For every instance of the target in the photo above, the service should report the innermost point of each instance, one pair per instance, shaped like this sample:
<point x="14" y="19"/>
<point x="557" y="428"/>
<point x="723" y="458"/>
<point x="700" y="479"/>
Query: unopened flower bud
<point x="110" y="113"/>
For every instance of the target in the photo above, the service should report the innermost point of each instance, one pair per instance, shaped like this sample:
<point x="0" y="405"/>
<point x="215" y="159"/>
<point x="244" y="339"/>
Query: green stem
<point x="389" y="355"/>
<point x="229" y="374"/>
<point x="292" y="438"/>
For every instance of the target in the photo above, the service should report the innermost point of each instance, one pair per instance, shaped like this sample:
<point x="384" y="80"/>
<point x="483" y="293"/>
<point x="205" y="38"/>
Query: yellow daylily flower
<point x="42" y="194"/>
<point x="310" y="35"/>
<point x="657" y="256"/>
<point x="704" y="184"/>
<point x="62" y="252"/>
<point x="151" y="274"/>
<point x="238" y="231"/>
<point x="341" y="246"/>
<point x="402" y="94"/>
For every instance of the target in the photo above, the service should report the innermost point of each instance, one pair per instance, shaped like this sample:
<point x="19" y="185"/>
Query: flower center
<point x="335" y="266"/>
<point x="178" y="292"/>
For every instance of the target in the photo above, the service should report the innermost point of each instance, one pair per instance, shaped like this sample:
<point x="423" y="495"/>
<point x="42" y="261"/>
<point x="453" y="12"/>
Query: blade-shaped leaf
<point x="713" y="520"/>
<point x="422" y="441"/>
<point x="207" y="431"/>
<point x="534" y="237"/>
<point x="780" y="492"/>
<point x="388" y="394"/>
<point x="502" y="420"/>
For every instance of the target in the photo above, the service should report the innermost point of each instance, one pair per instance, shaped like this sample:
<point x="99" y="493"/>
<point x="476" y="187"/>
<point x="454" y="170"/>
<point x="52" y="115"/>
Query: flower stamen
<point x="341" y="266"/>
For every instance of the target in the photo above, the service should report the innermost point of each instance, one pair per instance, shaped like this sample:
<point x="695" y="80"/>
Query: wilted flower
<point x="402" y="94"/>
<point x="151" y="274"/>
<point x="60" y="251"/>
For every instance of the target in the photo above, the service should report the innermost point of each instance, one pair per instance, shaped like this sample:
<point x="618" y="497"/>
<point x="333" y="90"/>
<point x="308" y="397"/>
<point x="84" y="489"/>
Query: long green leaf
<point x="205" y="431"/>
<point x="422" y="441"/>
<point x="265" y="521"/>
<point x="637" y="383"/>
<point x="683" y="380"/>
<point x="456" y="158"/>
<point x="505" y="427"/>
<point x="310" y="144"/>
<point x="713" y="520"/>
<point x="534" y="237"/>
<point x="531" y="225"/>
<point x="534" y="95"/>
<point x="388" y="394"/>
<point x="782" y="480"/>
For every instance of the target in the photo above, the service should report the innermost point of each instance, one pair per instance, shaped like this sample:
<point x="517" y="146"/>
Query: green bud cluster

Exercise objective →
Word for word, write out all of the data above.

Worked solution →
For every instance of the target in the photo above, the service should report the innermost point of each instance, one pair per instance, shaped like this sample:
<point x="14" y="19"/>
<point x="557" y="428"/>
<point x="723" y="458"/>
<point x="700" y="479"/>
Query: unopened flower bud
<point x="110" y="113"/>
For every instance of the target in the photo above, the service should report the innermost point of each instance, one pair per instance, shaped like this sample:
<point x="0" y="405"/>
<point x="215" y="159"/>
<point x="244" y="339"/>
Query: green stem
<point x="389" y="355"/>
<point x="229" y="374"/>
<point x="292" y="438"/>
For every instance of the target in the photo above, the service should report the innermost point of each instance, one pair per instance, shaped like this sample:
<point x="384" y="80"/>
<point x="483" y="293"/>
<point x="205" y="38"/>
Query: yellow daylily flower
<point x="42" y="194"/>
<point x="310" y="35"/>
<point x="657" y="256"/>
<point x="704" y="184"/>
<point x="62" y="252"/>
<point x="151" y="274"/>
<point x="238" y="231"/>
<point x="341" y="246"/>
<point x="402" y="94"/>
For every instance of the target in the photo above, the service should report the innermost point of each instance, one pair per instance, shaped like this sample:
<point x="19" y="185"/>
Query: flower center
<point x="335" y="266"/>
<point x="178" y="292"/>
For every instance of the target in the photo above, the service should report the innermost point of each instance, one pair per instance, shaped like this sample:
<point x="423" y="495"/>
<point x="42" y="261"/>
<point x="453" y="12"/>
Query: blade-shaped leaf
<point x="713" y="520"/>
<point x="422" y="441"/>
<point x="207" y="431"/>
<point x="534" y="237"/>
<point x="780" y="492"/>
<point x="388" y="394"/>
<point x="502" y="420"/>
For every instance of the target in the photo above, the service should report the innermost point of each instance, one pair per instance, shaped like this sample:
<point x="99" y="493"/>
<point x="476" y="187"/>
<point x="454" y="170"/>
<point x="52" y="115"/>
Query: flower stamen
<point x="341" y="266"/>
For every instance of the target in the photo above, the service should report the innermost point of each instance, one pair per instance, shaped like this sample:
<point x="695" y="80"/>
Query: wilted flower
<point x="402" y="94"/>
<point x="151" y="274"/>
<point x="60" y="251"/>
For every instance of the target in the photo above, the service should report the innermost point of each instance, one pair per instance, shaped like this sample:
<point x="618" y="497"/>
<point x="333" y="90"/>
<point x="308" y="397"/>
<point x="84" y="489"/>
Query: long green leaf
<point x="205" y="431"/>
<point x="422" y="441"/>
<point x="265" y="521"/>
<point x="637" y="383"/>
<point x="683" y="380"/>
<point x="456" y="158"/>
<point x="505" y="427"/>
<point x="310" y="144"/>
<point x="713" y="520"/>
<point x="534" y="237"/>
<point x="531" y="225"/>
<point x="534" y="95"/>
<point x="388" y="394"/>
<point x="782" y="480"/>
For every instance of the target in the photo above, the service should report the innermost point of each instance, one pair per instance, shaped like this sample:
<point x="517" y="146"/>
Query: green bud cluster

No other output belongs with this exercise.